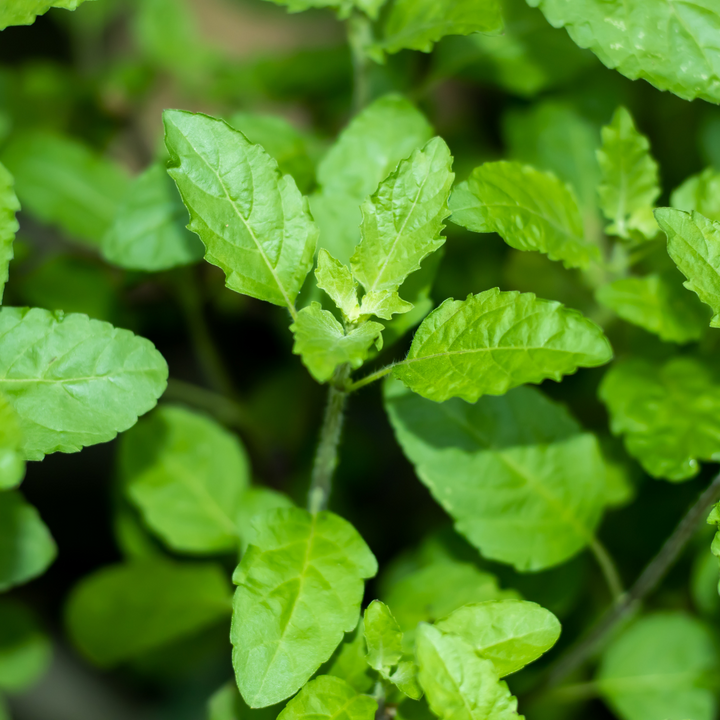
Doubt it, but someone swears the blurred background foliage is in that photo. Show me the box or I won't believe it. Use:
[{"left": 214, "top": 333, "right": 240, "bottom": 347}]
[{"left": 0, "top": 0, "right": 720, "bottom": 720}]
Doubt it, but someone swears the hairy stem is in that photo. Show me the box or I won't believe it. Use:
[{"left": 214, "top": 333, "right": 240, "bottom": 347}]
[
  {"left": 308, "top": 364, "right": 350, "bottom": 513},
  {"left": 546, "top": 473, "right": 720, "bottom": 689}
]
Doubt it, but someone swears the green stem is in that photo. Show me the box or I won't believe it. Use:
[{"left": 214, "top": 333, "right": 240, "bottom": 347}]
[{"left": 308, "top": 365, "right": 350, "bottom": 513}]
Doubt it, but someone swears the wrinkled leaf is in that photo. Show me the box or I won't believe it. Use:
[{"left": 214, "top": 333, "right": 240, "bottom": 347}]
[
  {"left": 450, "top": 160, "right": 600, "bottom": 268},
  {"left": 0, "top": 307, "right": 168, "bottom": 460},
  {"left": 599, "top": 357, "right": 720, "bottom": 482},
  {"left": 230, "top": 508, "right": 377, "bottom": 707},
  {"left": 163, "top": 110, "right": 317, "bottom": 312},
  {"left": 66, "top": 557, "right": 231, "bottom": 667},
  {"left": 393, "top": 288, "right": 612, "bottom": 402},
  {"left": 120, "top": 405, "right": 250, "bottom": 553}
]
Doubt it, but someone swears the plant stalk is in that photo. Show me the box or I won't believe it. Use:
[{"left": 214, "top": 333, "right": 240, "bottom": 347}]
[
  {"left": 545, "top": 473, "right": 720, "bottom": 690},
  {"left": 308, "top": 364, "right": 350, "bottom": 513}
]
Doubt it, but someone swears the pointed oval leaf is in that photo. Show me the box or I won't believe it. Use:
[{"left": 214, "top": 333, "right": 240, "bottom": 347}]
[
  {"left": 102, "top": 164, "right": 203, "bottom": 272},
  {"left": 599, "top": 357, "right": 720, "bottom": 482},
  {"left": 119, "top": 405, "right": 250, "bottom": 553},
  {"left": 350, "top": 137, "right": 455, "bottom": 293},
  {"left": 386, "top": 383, "right": 606, "bottom": 572},
  {"left": 450, "top": 160, "right": 600, "bottom": 268},
  {"left": 163, "top": 110, "right": 318, "bottom": 312},
  {"left": 435, "top": 600, "right": 560, "bottom": 677},
  {"left": 528, "top": 0, "right": 720, "bottom": 103},
  {"left": 230, "top": 508, "right": 377, "bottom": 707},
  {"left": 393, "top": 288, "right": 612, "bottom": 403},
  {"left": 65, "top": 556, "right": 231, "bottom": 667},
  {"left": 379, "top": 0, "right": 503, "bottom": 53},
  {"left": 415, "top": 625, "right": 520, "bottom": 720},
  {"left": 278, "top": 675, "right": 377, "bottom": 720},
  {"left": 0, "top": 491, "right": 57, "bottom": 591},
  {"left": 290, "top": 302, "right": 384, "bottom": 382},
  {"left": 655, "top": 208, "right": 720, "bottom": 327},
  {"left": 595, "top": 612, "right": 718, "bottom": 720},
  {"left": 0, "top": 307, "right": 168, "bottom": 460},
  {"left": 595, "top": 270, "right": 709, "bottom": 344}
]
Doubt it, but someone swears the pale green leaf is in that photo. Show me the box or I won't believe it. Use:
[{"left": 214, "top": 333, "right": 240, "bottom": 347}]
[
  {"left": 415, "top": 625, "right": 520, "bottom": 720},
  {"left": 670, "top": 168, "right": 720, "bottom": 221},
  {"left": 278, "top": 675, "right": 377, "bottom": 720},
  {"left": 102, "top": 164, "right": 203, "bottom": 272},
  {"left": 595, "top": 271, "right": 708, "bottom": 344},
  {"left": 0, "top": 490, "right": 57, "bottom": 591},
  {"left": 386, "top": 383, "right": 605, "bottom": 572},
  {"left": 655, "top": 208, "right": 720, "bottom": 327},
  {"left": 379, "top": 0, "right": 503, "bottom": 53},
  {"left": 230, "top": 508, "right": 377, "bottom": 707},
  {"left": 310, "top": 95, "right": 433, "bottom": 263},
  {"left": 528, "top": 0, "right": 720, "bottom": 103},
  {"left": 385, "top": 561, "right": 516, "bottom": 638},
  {"left": 0, "top": 0, "right": 95, "bottom": 30},
  {"left": 290, "top": 302, "right": 383, "bottom": 382},
  {"left": 315, "top": 248, "right": 360, "bottom": 322},
  {"left": 599, "top": 357, "right": 720, "bottom": 482},
  {"left": 596, "top": 612, "right": 718, "bottom": 720},
  {"left": 0, "top": 307, "right": 168, "bottom": 460},
  {"left": 0, "top": 393, "right": 25, "bottom": 491},
  {"left": 393, "top": 288, "right": 612, "bottom": 402},
  {"left": 436, "top": 600, "right": 560, "bottom": 677},
  {"left": 0, "top": 599, "right": 52, "bottom": 692},
  {"left": 229, "top": 112, "right": 315, "bottom": 192},
  {"left": 66, "top": 557, "right": 231, "bottom": 667},
  {"left": 597, "top": 107, "right": 660, "bottom": 239},
  {"left": 2, "top": 131, "right": 130, "bottom": 245},
  {"left": 350, "top": 138, "right": 455, "bottom": 293},
  {"left": 450, "top": 160, "right": 600, "bottom": 268},
  {"left": 163, "top": 110, "right": 318, "bottom": 313},
  {"left": 120, "top": 405, "right": 250, "bottom": 553},
  {"left": 364, "top": 600, "right": 402, "bottom": 674},
  {"left": 0, "top": 163, "right": 20, "bottom": 303}
]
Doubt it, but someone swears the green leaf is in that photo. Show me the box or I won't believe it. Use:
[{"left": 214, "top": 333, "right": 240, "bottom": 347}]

== PROBLEM STATEMENT ==
Tallying with case counted, how many lines of the records above contain the string "green"? Reply with the number alone.

== REPLY ==
3